**Fragment dokumentu**
- - - - - - -

Trwa ładowanie...
Zaloguj
Notowania
Przejdź na

Litwin: nie mieliśmy podstaw, by interweniować ws. tablicy

0
Podziel się:

#
Dochodzą wypowiedzi posłów na posiedzeniu komisji
#

# Dochodzą wypowiedzi posłów na posiedzeniu komisji #

15.04. Warszawa (PAP) - Wiceszef MSZ Henryk Litwin stwierdził w piątek na posiedzeniu Komisji Spraw Zagranicznych Sejmu, że rząd nie miał podstaw do formalnych działań ws. zmiany przez Rosjan tablicy na miejscu katastrofy smoleńskiej. Oburzyło to posłów PiS. Dla nich incydent to skutek błędów rządu.

- - - - - - -

**Zestaw danych**
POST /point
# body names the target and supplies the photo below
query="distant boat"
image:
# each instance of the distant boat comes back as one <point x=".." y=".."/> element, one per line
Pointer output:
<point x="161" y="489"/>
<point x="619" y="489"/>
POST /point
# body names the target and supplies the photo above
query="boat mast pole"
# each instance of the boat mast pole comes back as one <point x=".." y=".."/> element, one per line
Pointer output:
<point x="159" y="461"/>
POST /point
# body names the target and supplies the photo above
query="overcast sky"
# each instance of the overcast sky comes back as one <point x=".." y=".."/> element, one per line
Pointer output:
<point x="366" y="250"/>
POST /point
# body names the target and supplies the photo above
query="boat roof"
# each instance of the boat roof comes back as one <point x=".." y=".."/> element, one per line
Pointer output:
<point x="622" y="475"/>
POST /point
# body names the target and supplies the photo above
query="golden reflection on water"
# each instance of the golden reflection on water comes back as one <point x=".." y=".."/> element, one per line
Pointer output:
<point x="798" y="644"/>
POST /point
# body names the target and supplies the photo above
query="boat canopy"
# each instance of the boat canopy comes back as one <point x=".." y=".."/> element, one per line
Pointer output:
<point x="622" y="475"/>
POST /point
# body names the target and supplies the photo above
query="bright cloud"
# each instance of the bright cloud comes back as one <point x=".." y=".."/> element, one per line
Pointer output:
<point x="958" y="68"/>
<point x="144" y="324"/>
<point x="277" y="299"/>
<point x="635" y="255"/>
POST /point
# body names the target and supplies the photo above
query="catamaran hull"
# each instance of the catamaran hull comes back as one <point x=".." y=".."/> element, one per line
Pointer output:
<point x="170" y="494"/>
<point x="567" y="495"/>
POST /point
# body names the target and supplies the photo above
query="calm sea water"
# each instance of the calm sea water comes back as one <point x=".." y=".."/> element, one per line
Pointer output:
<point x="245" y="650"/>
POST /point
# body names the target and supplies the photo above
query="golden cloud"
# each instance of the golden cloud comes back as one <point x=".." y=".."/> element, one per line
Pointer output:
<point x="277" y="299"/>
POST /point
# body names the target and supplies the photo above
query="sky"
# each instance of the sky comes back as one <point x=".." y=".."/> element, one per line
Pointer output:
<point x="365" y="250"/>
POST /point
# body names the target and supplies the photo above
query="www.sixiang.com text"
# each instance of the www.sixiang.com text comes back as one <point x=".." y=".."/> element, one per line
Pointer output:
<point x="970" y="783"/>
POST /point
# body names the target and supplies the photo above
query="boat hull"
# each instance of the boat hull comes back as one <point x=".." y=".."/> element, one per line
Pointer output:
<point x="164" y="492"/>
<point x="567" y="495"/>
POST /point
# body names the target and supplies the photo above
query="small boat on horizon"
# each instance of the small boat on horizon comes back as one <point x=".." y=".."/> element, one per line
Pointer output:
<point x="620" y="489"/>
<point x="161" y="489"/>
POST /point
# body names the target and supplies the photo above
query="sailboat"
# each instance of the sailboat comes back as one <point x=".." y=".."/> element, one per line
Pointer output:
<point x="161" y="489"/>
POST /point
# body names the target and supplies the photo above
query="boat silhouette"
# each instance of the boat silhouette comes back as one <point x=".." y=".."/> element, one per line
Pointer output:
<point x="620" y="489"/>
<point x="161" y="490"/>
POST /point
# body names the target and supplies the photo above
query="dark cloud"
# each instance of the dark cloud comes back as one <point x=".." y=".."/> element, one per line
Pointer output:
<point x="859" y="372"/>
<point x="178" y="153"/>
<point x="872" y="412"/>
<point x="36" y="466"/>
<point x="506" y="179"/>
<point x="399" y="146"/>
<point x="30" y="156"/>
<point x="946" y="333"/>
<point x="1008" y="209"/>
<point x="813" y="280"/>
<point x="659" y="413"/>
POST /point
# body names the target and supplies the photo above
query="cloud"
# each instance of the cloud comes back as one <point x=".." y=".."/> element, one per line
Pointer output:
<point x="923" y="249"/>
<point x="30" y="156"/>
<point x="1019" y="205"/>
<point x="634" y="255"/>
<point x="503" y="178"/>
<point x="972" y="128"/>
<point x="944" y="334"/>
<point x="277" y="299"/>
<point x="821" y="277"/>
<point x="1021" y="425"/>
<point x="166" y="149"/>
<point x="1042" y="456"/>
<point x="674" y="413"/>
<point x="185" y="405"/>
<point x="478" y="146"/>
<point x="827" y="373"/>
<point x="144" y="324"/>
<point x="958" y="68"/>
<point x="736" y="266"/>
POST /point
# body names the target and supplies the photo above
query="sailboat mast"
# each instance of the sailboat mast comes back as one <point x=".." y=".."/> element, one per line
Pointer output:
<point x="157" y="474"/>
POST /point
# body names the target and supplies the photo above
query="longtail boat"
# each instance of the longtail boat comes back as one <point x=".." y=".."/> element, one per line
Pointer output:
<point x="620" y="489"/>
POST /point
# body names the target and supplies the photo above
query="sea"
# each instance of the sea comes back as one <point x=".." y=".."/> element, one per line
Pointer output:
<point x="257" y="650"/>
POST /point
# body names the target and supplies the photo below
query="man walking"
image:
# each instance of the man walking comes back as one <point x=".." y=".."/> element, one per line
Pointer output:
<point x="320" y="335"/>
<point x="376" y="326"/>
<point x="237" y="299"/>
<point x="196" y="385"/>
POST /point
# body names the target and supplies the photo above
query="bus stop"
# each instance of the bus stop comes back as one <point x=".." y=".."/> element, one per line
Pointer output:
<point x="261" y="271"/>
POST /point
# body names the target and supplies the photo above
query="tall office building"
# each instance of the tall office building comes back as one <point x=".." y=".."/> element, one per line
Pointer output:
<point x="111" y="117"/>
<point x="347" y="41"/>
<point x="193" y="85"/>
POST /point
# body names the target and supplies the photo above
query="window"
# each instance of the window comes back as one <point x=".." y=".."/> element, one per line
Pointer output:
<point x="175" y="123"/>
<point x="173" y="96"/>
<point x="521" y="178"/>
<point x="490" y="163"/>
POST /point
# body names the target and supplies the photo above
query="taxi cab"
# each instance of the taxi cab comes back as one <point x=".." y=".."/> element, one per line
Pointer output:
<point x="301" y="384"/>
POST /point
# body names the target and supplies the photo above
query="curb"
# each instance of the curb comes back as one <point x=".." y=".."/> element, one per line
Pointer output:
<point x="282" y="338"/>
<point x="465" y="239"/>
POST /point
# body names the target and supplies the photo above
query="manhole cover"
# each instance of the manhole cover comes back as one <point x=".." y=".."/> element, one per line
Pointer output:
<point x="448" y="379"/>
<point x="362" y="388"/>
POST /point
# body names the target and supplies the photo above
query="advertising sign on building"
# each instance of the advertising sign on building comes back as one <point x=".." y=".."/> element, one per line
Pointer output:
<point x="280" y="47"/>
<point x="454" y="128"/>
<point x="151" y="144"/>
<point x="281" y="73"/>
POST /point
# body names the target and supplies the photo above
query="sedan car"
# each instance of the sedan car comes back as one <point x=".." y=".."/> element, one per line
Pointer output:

- - - - - - -

**Zadania do wykonania**
a: Kto według fragmentu dokumentu stwierdził, że rząd nie miał podstaw do formalnych działań w sprawie zmiany tablicy przez Rosjan?
b: Wypisz z wierszy wszystkie linie, w których występuje ciąg „sixiang”.

**Oczekiwane wyniki**
a: Wiceszef MSZ Henryk Litwin.

b:
query="www.sixiang.com text"
# each instance of the www.sixiang.com text comes back as one <point x=".." y=".."/> element, one per line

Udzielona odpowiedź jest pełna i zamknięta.